TASK BRIEF: Rewrite everything in the material from the line containing "I'm certain the pergola beam" down to the line containing "[63,153,368,494]", both lines and all requests included. Offset each bounding-box coordinate in the answers by -111.

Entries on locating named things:
* START *

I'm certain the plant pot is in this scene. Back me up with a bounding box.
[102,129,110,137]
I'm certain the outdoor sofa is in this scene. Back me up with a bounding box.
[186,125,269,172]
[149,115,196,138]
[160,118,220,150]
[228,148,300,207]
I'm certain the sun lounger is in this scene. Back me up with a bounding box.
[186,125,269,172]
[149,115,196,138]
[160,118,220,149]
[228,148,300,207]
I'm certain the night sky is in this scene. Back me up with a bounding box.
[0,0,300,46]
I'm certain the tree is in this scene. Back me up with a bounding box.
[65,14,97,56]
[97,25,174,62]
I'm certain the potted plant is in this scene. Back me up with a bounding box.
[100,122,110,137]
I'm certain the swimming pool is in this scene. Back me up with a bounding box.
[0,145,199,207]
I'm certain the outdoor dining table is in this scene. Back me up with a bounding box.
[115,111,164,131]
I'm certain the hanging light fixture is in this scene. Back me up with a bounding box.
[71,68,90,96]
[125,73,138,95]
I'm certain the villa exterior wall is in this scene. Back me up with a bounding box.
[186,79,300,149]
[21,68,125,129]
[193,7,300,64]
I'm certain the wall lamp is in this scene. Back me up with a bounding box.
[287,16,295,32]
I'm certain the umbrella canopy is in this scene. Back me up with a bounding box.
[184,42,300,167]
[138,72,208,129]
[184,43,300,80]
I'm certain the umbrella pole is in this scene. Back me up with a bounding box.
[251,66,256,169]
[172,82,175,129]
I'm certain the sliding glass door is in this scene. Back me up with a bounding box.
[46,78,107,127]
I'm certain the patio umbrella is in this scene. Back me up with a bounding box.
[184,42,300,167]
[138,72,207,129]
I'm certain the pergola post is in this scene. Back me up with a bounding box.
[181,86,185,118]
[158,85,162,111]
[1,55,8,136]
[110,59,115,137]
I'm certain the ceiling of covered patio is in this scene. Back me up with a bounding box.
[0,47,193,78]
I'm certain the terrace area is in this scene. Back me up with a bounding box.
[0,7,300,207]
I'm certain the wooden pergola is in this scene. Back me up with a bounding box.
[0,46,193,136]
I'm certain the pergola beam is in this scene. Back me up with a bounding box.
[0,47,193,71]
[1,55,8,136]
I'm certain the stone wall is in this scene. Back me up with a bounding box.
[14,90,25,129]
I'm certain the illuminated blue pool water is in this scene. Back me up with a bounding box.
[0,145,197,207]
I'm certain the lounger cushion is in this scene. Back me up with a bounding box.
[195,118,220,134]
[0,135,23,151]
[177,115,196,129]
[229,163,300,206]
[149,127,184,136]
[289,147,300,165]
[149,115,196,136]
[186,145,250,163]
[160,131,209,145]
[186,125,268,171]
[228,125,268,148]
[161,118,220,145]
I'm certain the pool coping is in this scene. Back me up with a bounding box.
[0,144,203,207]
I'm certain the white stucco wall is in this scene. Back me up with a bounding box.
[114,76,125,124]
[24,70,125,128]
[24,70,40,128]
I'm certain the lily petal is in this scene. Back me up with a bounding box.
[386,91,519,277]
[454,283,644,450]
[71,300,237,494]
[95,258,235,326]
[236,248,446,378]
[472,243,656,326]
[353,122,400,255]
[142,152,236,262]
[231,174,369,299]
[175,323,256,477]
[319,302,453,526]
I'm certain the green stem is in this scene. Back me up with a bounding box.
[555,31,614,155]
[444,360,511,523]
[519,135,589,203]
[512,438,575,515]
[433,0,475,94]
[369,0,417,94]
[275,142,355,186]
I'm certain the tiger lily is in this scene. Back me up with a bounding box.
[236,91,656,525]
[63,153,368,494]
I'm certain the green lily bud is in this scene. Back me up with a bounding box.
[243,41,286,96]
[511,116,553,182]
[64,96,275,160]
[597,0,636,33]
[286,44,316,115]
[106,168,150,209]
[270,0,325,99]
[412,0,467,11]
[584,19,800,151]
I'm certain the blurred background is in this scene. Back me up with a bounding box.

* END *

ANSWER:
I'm certain the pergola beam is in this scene. Back me up with a bounding box.
[-111,-64,82,-40]
[-110,-56,-103,25]
I'm certain the stone wall is in this scene. Back me up with a bounding box.
[-97,-21,-86,18]
I'm certain the illuminated blue pool water is in this scene. Back me up with a bounding box.
[-111,34,86,96]
I'm certain the lounger cushion is in this scene. Back me up with a bounding box.
[84,7,109,23]
[-111,24,-88,40]
[66,4,85,18]
[118,52,189,95]
[38,16,73,25]
[178,36,189,54]
[38,4,85,25]
[75,34,139,52]
[49,20,98,34]
[75,14,157,60]
[117,14,157,37]
[50,7,109,34]
I'm certain the pool coping is in this scene. Back me up with a bounding box.
[-111,33,92,96]
I'm certain the white stucco wall is in this scene. Back me up with a bounding box.
[3,-35,14,13]
[-87,-41,14,17]
[-87,-41,-71,17]
I'm certain the lily petal is in this scene. Back me up with a bounding box.
[275,-20,408,166]
[343,172,533,339]
[-40,189,126,383]
[-16,147,124,215]
[125,137,335,267]
[361,132,545,215]
[242,11,289,144]
[31,41,125,151]
[120,63,258,188]
[64,212,145,366]
[208,191,342,415]
I'm certain the green stem is in this scene. Back me up with a bounding box.
[444,-80,503,44]
[333,249,400,412]
[408,24,478,92]
[401,327,464,404]
[322,-111,364,-17]
[258,-111,306,-17]
[164,31,244,75]
I'm certain the tiger lily is in this scene. Back me up with a bounding box.
[125,-20,545,414]
[-48,42,257,383]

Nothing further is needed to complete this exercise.